:: Data for processing ::

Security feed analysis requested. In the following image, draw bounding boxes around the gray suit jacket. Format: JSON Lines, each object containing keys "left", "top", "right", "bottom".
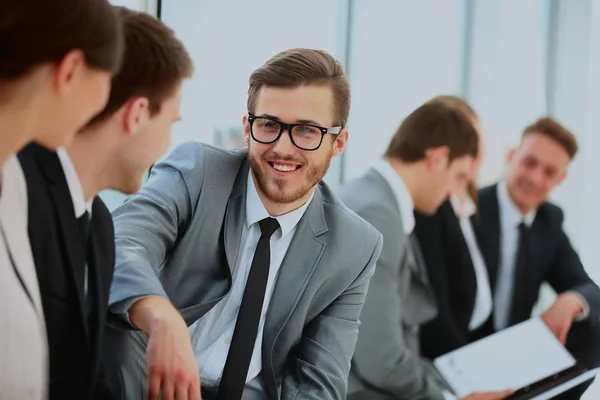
{"left": 339, "top": 168, "right": 447, "bottom": 400}
{"left": 106, "top": 142, "right": 383, "bottom": 399}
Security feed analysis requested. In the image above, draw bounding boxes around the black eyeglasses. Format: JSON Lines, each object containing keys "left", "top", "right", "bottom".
{"left": 248, "top": 114, "right": 342, "bottom": 151}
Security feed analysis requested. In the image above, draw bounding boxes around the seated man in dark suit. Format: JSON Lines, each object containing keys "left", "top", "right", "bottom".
{"left": 18, "top": 7, "right": 193, "bottom": 399}
{"left": 477, "top": 117, "right": 600, "bottom": 398}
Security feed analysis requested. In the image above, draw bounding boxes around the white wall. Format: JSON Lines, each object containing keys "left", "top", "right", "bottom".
{"left": 466, "top": 0, "right": 547, "bottom": 188}
{"left": 547, "top": 0, "right": 592, "bottom": 252}
{"left": 580, "top": 0, "right": 600, "bottom": 284}
{"left": 344, "top": 0, "right": 463, "bottom": 181}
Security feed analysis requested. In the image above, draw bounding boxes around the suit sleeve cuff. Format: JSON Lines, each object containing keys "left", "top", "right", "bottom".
{"left": 443, "top": 390, "right": 458, "bottom": 400}
{"left": 567, "top": 291, "right": 590, "bottom": 321}
{"left": 110, "top": 295, "right": 161, "bottom": 328}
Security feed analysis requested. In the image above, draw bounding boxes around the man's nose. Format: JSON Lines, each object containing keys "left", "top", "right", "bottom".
{"left": 272, "top": 129, "right": 296, "bottom": 155}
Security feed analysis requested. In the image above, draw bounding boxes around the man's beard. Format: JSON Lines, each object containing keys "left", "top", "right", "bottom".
{"left": 248, "top": 150, "right": 332, "bottom": 205}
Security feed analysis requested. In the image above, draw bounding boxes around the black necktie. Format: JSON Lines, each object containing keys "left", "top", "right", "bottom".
{"left": 77, "top": 212, "right": 90, "bottom": 252}
{"left": 77, "top": 212, "right": 94, "bottom": 319}
{"left": 509, "top": 221, "right": 530, "bottom": 326}
{"left": 217, "top": 217, "right": 280, "bottom": 400}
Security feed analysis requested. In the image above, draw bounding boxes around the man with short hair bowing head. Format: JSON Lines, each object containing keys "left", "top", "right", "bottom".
{"left": 341, "top": 99, "right": 512, "bottom": 400}
{"left": 104, "top": 48, "right": 383, "bottom": 400}
{"left": 19, "top": 7, "right": 193, "bottom": 399}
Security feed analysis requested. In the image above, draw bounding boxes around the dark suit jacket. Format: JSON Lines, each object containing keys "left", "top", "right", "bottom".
{"left": 415, "top": 199, "right": 485, "bottom": 359}
{"left": 478, "top": 184, "right": 600, "bottom": 329}
{"left": 18, "top": 143, "right": 115, "bottom": 400}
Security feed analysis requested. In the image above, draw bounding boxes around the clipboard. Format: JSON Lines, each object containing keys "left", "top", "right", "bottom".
{"left": 434, "top": 318, "right": 596, "bottom": 399}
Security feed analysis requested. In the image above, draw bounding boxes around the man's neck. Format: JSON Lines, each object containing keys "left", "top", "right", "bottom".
{"left": 253, "top": 177, "right": 313, "bottom": 217}
{"left": 65, "top": 127, "right": 115, "bottom": 201}
{"left": 504, "top": 180, "right": 535, "bottom": 216}
{"left": 387, "top": 157, "right": 420, "bottom": 207}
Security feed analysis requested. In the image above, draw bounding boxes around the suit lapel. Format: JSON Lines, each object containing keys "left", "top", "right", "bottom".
{"left": 479, "top": 185, "right": 501, "bottom": 290}
{"left": 262, "top": 186, "right": 328, "bottom": 399}
{"left": 223, "top": 160, "right": 248, "bottom": 277}
{"left": 34, "top": 146, "right": 90, "bottom": 333}
{"left": 88, "top": 198, "right": 110, "bottom": 362}
{"left": 403, "top": 235, "right": 437, "bottom": 325}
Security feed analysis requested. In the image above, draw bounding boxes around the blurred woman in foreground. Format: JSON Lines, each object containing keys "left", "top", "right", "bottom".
{"left": 0, "top": 0, "right": 123, "bottom": 397}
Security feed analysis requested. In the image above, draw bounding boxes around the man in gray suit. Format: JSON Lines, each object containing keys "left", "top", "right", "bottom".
{"left": 340, "top": 99, "right": 512, "bottom": 400}
{"left": 103, "top": 48, "right": 383, "bottom": 400}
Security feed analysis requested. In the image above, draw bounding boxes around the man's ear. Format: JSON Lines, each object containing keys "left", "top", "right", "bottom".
{"left": 53, "top": 49, "right": 85, "bottom": 95}
{"left": 123, "top": 96, "right": 150, "bottom": 135}
{"left": 557, "top": 170, "right": 567, "bottom": 185}
{"left": 507, "top": 147, "right": 517, "bottom": 164}
{"left": 242, "top": 115, "right": 251, "bottom": 145}
{"left": 424, "top": 145, "right": 450, "bottom": 170}
{"left": 332, "top": 129, "right": 349, "bottom": 157}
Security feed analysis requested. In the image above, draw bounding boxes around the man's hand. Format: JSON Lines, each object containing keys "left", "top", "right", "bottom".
{"left": 462, "top": 389, "right": 513, "bottom": 400}
{"left": 129, "top": 296, "right": 202, "bottom": 400}
{"left": 541, "top": 292, "right": 584, "bottom": 344}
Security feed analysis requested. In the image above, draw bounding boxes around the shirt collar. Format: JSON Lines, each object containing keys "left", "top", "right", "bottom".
{"left": 373, "top": 159, "right": 415, "bottom": 234}
{"left": 450, "top": 193, "right": 477, "bottom": 219}
{"left": 56, "top": 147, "right": 93, "bottom": 218}
{"left": 245, "top": 171, "right": 314, "bottom": 238}
{"left": 497, "top": 180, "right": 536, "bottom": 228}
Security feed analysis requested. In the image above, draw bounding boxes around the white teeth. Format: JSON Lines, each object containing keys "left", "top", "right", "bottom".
{"left": 273, "top": 163, "right": 297, "bottom": 172}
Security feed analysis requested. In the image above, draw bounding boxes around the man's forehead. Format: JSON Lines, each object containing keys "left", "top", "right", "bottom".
{"left": 254, "top": 85, "right": 335, "bottom": 125}
{"left": 519, "top": 134, "right": 570, "bottom": 167}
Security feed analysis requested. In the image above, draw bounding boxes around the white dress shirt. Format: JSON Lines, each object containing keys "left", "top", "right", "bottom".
{"left": 188, "top": 172, "right": 313, "bottom": 398}
{"left": 0, "top": 156, "right": 48, "bottom": 399}
{"left": 449, "top": 194, "right": 493, "bottom": 331}
{"left": 56, "top": 148, "right": 93, "bottom": 295}
{"left": 374, "top": 160, "right": 459, "bottom": 400}
{"left": 373, "top": 160, "right": 414, "bottom": 234}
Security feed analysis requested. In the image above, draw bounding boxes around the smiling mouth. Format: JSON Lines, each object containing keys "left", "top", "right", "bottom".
{"left": 268, "top": 161, "right": 302, "bottom": 173}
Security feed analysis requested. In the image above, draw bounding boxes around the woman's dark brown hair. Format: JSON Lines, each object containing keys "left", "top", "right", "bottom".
{"left": 0, "top": 0, "right": 124, "bottom": 81}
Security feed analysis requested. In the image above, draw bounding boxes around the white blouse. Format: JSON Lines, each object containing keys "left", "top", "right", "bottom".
{"left": 0, "top": 155, "right": 48, "bottom": 399}
{"left": 449, "top": 194, "right": 493, "bottom": 331}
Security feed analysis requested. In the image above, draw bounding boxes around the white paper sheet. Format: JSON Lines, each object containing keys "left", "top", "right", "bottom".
{"left": 434, "top": 318, "right": 576, "bottom": 397}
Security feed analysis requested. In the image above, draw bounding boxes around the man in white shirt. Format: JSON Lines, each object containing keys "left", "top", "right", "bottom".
{"left": 18, "top": 8, "right": 193, "bottom": 399}
{"left": 340, "top": 98, "right": 511, "bottom": 400}
{"left": 477, "top": 117, "right": 600, "bottom": 399}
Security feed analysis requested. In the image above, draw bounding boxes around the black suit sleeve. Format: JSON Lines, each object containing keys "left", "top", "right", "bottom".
{"left": 416, "top": 201, "right": 472, "bottom": 359}
{"left": 546, "top": 207, "right": 600, "bottom": 326}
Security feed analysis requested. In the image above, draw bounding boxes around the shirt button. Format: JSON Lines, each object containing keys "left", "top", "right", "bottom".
{"left": 224, "top": 337, "right": 231, "bottom": 345}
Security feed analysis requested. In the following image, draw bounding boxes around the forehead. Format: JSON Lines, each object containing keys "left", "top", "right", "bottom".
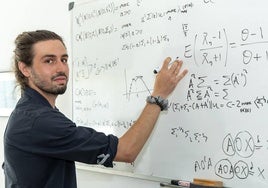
{"left": 32, "top": 40, "right": 67, "bottom": 57}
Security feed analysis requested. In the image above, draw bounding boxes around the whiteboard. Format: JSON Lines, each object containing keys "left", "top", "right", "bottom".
{"left": 71, "top": 0, "right": 268, "bottom": 187}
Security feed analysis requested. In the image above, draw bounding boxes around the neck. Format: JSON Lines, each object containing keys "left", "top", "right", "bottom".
{"left": 30, "top": 86, "right": 58, "bottom": 108}
{"left": 41, "top": 91, "right": 57, "bottom": 108}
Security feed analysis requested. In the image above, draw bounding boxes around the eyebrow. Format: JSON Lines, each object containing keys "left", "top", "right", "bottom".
{"left": 41, "top": 54, "right": 69, "bottom": 59}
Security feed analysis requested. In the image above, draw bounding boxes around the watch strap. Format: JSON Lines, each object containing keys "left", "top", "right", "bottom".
{"left": 146, "top": 96, "right": 169, "bottom": 111}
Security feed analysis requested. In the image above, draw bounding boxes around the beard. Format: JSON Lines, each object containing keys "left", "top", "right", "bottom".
{"left": 31, "top": 70, "right": 68, "bottom": 95}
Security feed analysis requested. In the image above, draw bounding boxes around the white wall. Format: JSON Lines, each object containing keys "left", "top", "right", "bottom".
{"left": 0, "top": 1, "right": 159, "bottom": 187}
{"left": 0, "top": 117, "right": 8, "bottom": 188}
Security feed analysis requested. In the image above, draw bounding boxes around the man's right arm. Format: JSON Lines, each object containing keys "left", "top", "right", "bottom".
{"left": 114, "top": 57, "right": 188, "bottom": 162}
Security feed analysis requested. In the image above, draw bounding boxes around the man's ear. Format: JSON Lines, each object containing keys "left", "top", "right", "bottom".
{"left": 18, "top": 61, "right": 31, "bottom": 77}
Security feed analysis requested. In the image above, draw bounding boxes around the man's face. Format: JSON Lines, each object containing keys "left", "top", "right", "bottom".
{"left": 28, "top": 40, "right": 69, "bottom": 95}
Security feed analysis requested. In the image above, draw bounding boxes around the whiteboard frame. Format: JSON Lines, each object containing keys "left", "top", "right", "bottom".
{"left": 76, "top": 162, "right": 170, "bottom": 183}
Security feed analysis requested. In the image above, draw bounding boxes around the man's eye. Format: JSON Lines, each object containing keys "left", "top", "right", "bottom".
{"left": 62, "top": 58, "right": 68, "bottom": 63}
{"left": 45, "top": 59, "right": 55, "bottom": 64}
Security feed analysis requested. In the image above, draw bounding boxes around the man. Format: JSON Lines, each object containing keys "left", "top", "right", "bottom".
{"left": 3, "top": 30, "right": 188, "bottom": 188}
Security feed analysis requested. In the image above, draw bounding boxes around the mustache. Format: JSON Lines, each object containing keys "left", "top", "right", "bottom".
{"left": 52, "top": 72, "right": 68, "bottom": 80}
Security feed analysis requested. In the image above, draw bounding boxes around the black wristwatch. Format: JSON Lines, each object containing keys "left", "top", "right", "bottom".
{"left": 146, "top": 96, "right": 169, "bottom": 111}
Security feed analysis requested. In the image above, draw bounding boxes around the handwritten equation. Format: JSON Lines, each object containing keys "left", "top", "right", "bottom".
{"left": 170, "top": 72, "right": 268, "bottom": 113}
{"left": 184, "top": 27, "right": 268, "bottom": 68}
{"left": 194, "top": 130, "right": 266, "bottom": 181}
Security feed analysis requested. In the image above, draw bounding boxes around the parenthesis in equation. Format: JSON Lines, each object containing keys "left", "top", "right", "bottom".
{"left": 222, "top": 28, "right": 228, "bottom": 67}
{"left": 193, "top": 34, "right": 198, "bottom": 67}
{"left": 242, "top": 69, "right": 248, "bottom": 87}
{"left": 231, "top": 73, "right": 236, "bottom": 88}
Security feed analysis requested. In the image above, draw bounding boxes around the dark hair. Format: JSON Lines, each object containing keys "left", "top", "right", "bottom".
{"left": 13, "top": 30, "right": 66, "bottom": 91}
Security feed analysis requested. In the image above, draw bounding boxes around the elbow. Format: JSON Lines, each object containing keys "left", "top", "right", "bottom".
{"left": 115, "top": 140, "right": 139, "bottom": 163}
{"left": 123, "top": 150, "right": 138, "bottom": 163}
{"left": 116, "top": 147, "right": 138, "bottom": 163}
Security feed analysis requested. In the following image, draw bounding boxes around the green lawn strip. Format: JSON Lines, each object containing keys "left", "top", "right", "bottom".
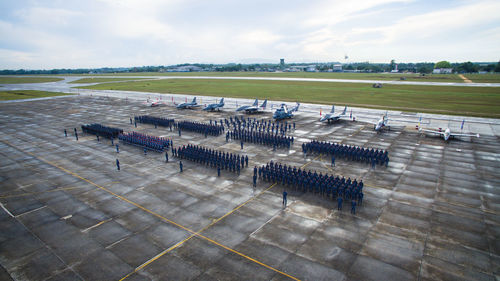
{"left": 70, "top": 72, "right": 464, "bottom": 83}
{"left": 0, "top": 77, "right": 64, "bottom": 84}
{"left": 0, "top": 90, "right": 71, "bottom": 100}
{"left": 69, "top": 77, "right": 154, "bottom": 84}
{"left": 463, "top": 74, "right": 500, "bottom": 83}
{"left": 79, "top": 78, "right": 500, "bottom": 118}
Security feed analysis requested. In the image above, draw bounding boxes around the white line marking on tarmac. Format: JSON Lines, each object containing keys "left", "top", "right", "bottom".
{"left": 0, "top": 202, "right": 14, "bottom": 217}
{"left": 16, "top": 205, "right": 47, "bottom": 217}
{"left": 106, "top": 236, "right": 129, "bottom": 249}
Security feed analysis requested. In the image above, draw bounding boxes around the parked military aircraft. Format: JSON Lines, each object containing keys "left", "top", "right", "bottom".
{"left": 236, "top": 99, "right": 267, "bottom": 113}
{"left": 367, "top": 112, "right": 390, "bottom": 131}
{"left": 419, "top": 127, "right": 480, "bottom": 141}
{"left": 143, "top": 98, "right": 165, "bottom": 107}
{"left": 176, "top": 97, "right": 201, "bottom": 109}
{"left": 203, "top": 98, "right": 224, "bottom": 111}
{"left": 320, "top": 105, "right": 350, "bottom": 122}
{"left": 273, "top": 103, "right": 300, "bottom": 120}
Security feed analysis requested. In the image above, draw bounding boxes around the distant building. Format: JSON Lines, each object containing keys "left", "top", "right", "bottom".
{"left": 305, "top": 65, "right": 317, "bottom": 72}
{"left": 391, "top": 64, "right": 399, "bottom": 73}
{"left": 280, "top": 59, "right": 285, "bottom": 66}
{"left": 168, "top": 66, "right": 202, "bottom": 72}
{"left": 433, "top": 68, "right": 453, "bottom": 74}
{"left": 333, "top": 64, "right": 342, "bottom": 72}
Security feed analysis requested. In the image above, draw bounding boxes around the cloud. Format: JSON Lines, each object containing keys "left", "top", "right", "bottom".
{"left": 0, "top": 0, "right": 498, "bottom": 69}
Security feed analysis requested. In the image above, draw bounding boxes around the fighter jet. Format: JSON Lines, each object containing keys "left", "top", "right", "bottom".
{"left": 236, "top": 99, "right": 267, "bottom": 113}
{"left": 419, "top": 127, "right": 479, "bottom": 141}
{"left": 176, "top": 97, "right": 201, "bottom": 109}
{"left": 273, "top": 103, "right": 300, "bottom": 120}
{"left": 203, "top": 98, "right": 224, "bottom": 111}
{"left": 367, "top": 112, "right": 390, "bottom": 131}
{"left": 143, "top": 98, "right": 165, "bottom": 107}
{"left": 320, "top": 105, "right": 349, "bottom": 123}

:::

- [Task details]: Exactly the lines from the one holding "around the fighter" through the end of the data are to be repeated, with both ends included.

- [Solution]:
Security feed analysis requested. In the image above, draw bounding boxes around the fighter jet. Format: JSON Lines, each object containing keys "left", "top", "right", "bottom".
{"left": 236, "top": 99, "right": 267, "bottom": 113}
{"left": 419, "top": 127, "right": 479, "bottom": 141}
{"left": 176, "top": 97, "right": 201, "bottom": 109}
{"left": 273, "top": 103, "right": 300, "bottom": 120}
{"left": 203, "top": 98, "right": 224, "bottom": 111}
{"left": 367, "top": 112, "right": 390, "bottom": 131}
{"left": 143, "top": 98, "right": 165, "bottom": 107}
{"left": 320, "top": 105, "right": 349, "bottom": 123}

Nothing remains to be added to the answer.